▶ **PROBLEM STATEMENT**:
Pull out each line below that contains the word "sandal", with case counting.

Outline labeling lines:

-- start --

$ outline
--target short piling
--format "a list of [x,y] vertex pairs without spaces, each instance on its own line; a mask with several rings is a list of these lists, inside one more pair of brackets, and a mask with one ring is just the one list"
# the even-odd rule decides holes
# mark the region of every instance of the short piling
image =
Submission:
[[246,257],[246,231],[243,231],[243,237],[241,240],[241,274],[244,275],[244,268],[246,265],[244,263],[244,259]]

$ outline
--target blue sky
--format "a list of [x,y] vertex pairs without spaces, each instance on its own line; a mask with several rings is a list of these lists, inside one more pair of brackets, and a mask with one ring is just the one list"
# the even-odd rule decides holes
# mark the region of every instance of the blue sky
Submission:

-- end --
-- start --

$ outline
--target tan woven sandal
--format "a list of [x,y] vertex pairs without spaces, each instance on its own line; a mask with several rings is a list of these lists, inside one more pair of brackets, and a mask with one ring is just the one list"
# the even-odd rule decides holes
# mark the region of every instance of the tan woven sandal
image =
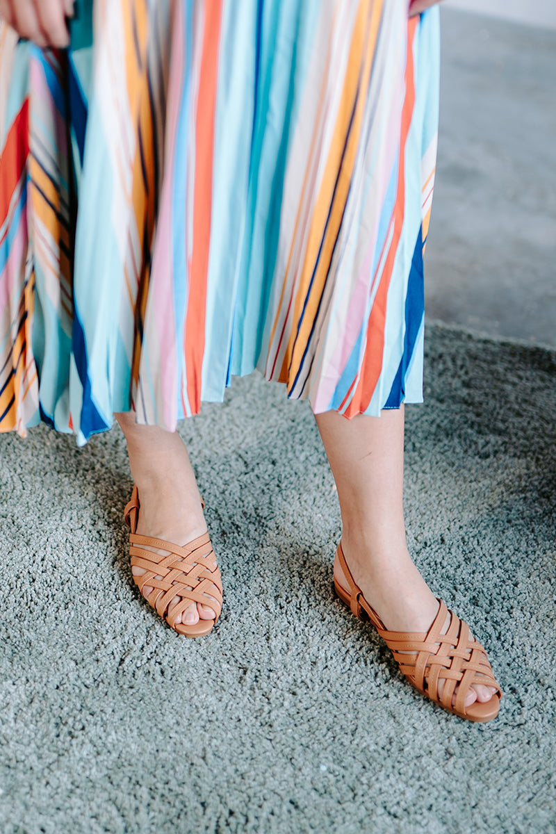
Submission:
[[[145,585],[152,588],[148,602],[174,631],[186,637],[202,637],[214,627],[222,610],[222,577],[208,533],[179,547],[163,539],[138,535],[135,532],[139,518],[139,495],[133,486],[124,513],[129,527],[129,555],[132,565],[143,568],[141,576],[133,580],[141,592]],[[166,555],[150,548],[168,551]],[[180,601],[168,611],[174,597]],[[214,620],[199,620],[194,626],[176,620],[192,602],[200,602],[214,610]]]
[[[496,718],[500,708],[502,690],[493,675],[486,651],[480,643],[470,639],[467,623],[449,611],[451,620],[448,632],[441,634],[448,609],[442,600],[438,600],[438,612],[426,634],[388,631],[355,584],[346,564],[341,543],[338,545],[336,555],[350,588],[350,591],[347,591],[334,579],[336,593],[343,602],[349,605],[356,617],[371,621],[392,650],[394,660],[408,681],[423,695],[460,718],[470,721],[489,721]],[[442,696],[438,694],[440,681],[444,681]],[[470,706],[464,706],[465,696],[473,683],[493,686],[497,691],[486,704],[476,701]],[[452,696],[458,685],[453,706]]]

-- end --

▶ **RESULT OF THIS EXERCISE**:
--target tan woven sandal
# mark the region of every instance of the tan woven sandal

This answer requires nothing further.